Task objective => Please turn the lines below into a numbered list, skipping blank lines and leaving out the pictures.

Listing =>
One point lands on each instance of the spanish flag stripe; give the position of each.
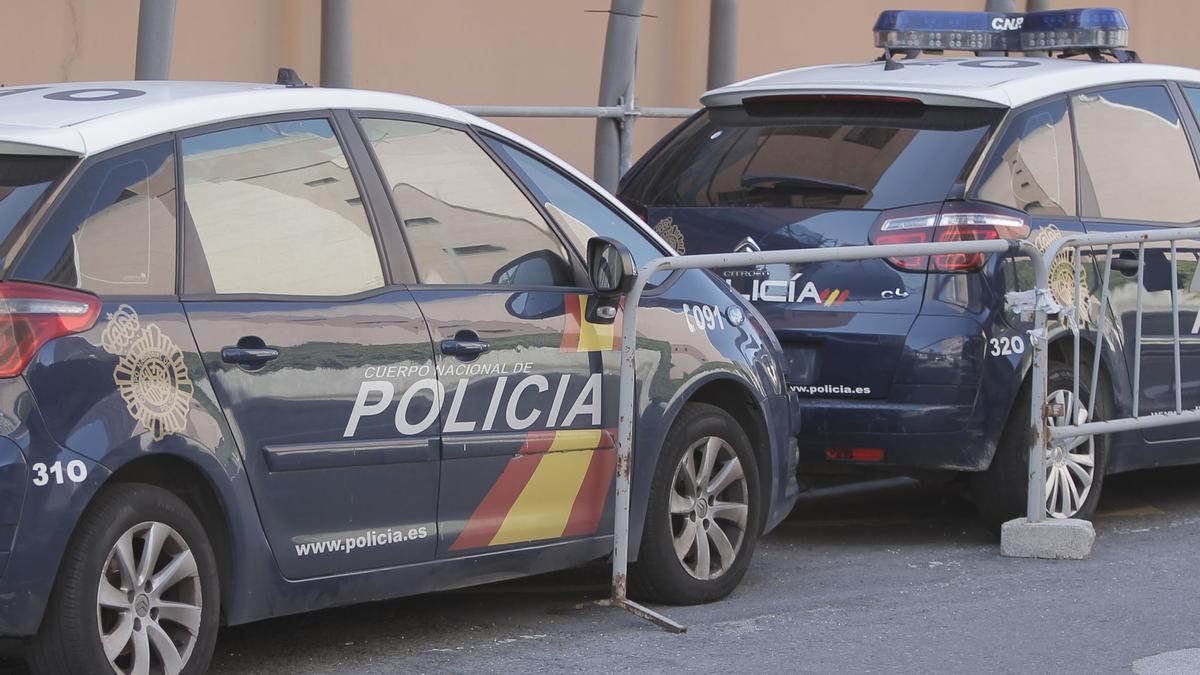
(544, 507)
(490, 514)
(588, 507)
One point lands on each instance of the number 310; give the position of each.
(76, 472)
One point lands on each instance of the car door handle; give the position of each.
(249, 356)
(465, 347)
(1125, 266)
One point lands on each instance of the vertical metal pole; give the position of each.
(619, 59)
(1038, 423)
(336, 64)
(625, 155)
(723, 42)
(156, 33)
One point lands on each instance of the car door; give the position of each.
(1138, 171)
(528, 382)
(323, 366)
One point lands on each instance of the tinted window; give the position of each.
(114, 232)
(1033, 165)
(580, 213)
(274, 209)
(1135, 162)
(24, 183)
(820, 154)
(466, 221)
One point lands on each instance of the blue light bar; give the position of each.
(990, 31)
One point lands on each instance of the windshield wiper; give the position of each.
(801, 184)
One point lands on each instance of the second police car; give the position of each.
(265, 350)
(919, 365)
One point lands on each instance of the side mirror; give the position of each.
(612, 272)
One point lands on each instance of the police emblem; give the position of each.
(670, 231)
(1062, 269)
(150, 372)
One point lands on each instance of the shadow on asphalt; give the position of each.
(895, 513)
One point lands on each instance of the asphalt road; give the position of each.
(898, 578)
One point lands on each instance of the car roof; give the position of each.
(975, 81)
(85, 118)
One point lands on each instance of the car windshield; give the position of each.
(24, 181)
(874, 154)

Exercise response =>
1. One point lands on each instance of the spanish flag stripe; give the position of each.
2. (544, 507)
3. (490, 514)
4. (588, 507)
5. One point lands on each instance of the number 310; give the position of each.
6. (76, 472)
7. One point lands on each instance of the car door handle; give the position of each.
8. (249, 356)
9. (465, 347)
10. (1125, 266)
11. One point lands on each instance of the vertical metal pole; give the position of each.
12. (619, 59)
13. (1038, 423)
14. (336, 64)
15. (625, 155)
16. (723, 42)
17. (156, 33)
18. One point lands on each instance of the car door; give the position of each.
19. (1138, 171)
20. (528, 382)
21. (323, 366)
22. One point lands on each instance of the tinted window; give the position of each.
23. (114, 232)
24. (1033, 165)
25. (580, 213)
26. (274, 209)
27. (1135, 162)
28. (24, 183)
29. (820, 154)
30. (466, 221)
31. One point lands on each instance of the blue light bar; give the position of each.
32. (990, 31)
33. One point lands on each instance of the windshield wiper; give the position of each.
34. (801, 184)
35. One point lands on each instance of the second police car; give the position of each.
36. (265, 350)
37. (919, 365)
38. One point lands on each instance of the side mirror; give the position of each.
39. (612, 272)
40. One point lands on each instance of the police emblem; give the position of each.
41. (670, 231)
42. (1062, 269)
43. (150, 372)
44. One point lands on each instance of the shadow on asphalt; give the position of each.
45. (895, 513)
46. One point lands on each instance of the asphalt road; give the position of each.
47. (898, 578)
48. One point lands on each instance of the car roof; give the position of each.
49. (975, 81)
50. (85, 118)
51. One point lands on each instance of the car windshield; give the position of each.
52. (24, 181)
53. (874, 154)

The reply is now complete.